Material for the task below:

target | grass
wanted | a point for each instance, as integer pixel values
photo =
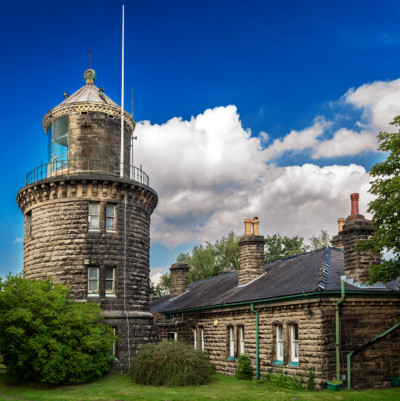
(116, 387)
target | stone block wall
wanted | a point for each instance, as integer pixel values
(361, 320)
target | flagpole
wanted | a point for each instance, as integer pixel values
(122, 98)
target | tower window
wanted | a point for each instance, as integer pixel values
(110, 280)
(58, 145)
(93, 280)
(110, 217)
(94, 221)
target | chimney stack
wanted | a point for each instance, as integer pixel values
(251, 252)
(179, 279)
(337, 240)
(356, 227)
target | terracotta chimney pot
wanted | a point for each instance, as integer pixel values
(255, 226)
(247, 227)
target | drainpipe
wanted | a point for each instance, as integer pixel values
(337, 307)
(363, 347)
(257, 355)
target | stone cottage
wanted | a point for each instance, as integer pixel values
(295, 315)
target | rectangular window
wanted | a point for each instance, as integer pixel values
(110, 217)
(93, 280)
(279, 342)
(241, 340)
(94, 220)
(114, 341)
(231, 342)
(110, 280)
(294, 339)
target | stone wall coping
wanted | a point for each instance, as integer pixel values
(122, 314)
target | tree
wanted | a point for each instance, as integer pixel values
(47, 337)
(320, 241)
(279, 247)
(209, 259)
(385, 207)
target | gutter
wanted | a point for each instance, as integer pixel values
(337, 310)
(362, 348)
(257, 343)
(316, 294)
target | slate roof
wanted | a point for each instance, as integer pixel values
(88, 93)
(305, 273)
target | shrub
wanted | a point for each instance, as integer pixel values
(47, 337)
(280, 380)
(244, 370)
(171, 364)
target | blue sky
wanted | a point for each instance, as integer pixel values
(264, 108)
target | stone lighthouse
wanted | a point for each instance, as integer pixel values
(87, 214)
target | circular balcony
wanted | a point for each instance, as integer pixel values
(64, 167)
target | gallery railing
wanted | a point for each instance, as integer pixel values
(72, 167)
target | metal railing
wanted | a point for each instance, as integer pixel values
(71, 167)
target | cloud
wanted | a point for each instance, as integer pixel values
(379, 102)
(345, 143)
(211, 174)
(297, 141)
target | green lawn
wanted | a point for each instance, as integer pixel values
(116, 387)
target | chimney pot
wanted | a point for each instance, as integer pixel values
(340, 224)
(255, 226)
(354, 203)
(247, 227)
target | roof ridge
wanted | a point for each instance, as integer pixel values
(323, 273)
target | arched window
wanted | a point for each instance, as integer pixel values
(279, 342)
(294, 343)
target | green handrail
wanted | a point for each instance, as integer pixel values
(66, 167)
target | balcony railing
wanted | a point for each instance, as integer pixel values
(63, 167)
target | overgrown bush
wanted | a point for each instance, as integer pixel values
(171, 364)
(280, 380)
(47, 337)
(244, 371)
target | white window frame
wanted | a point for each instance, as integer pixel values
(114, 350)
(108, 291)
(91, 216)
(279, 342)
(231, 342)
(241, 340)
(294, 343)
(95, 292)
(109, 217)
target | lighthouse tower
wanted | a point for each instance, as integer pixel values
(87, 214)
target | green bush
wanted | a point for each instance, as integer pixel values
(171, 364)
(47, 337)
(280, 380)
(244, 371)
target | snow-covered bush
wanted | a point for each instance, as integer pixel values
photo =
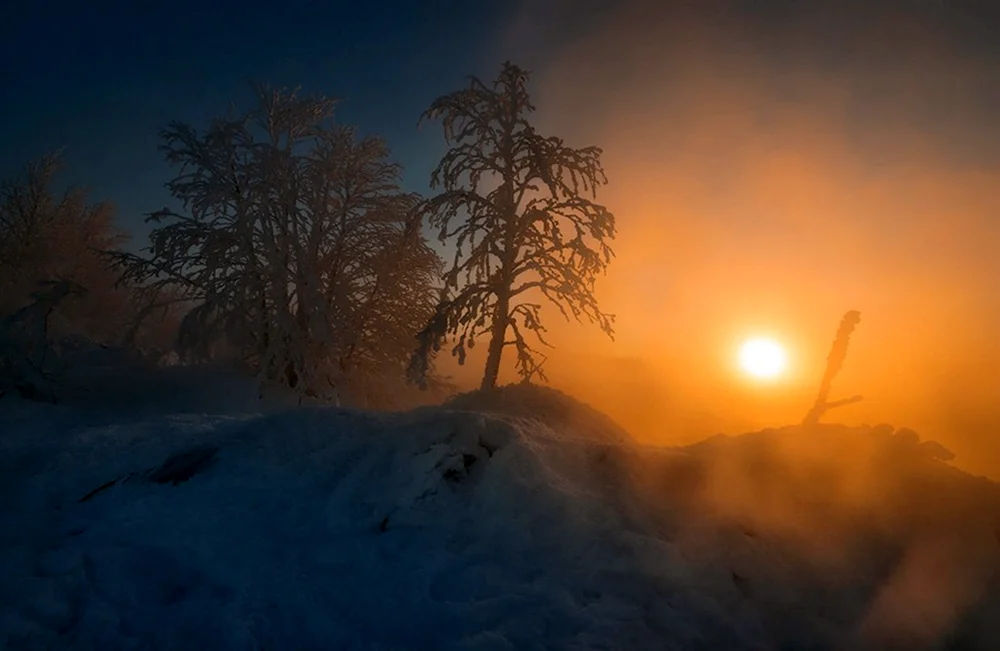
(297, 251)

End of Material for the task.

Using the listing, collect all lines in which the string "railing" is found.

**Solution:**
target | gallery railing
target | metal railing
target | balcony railing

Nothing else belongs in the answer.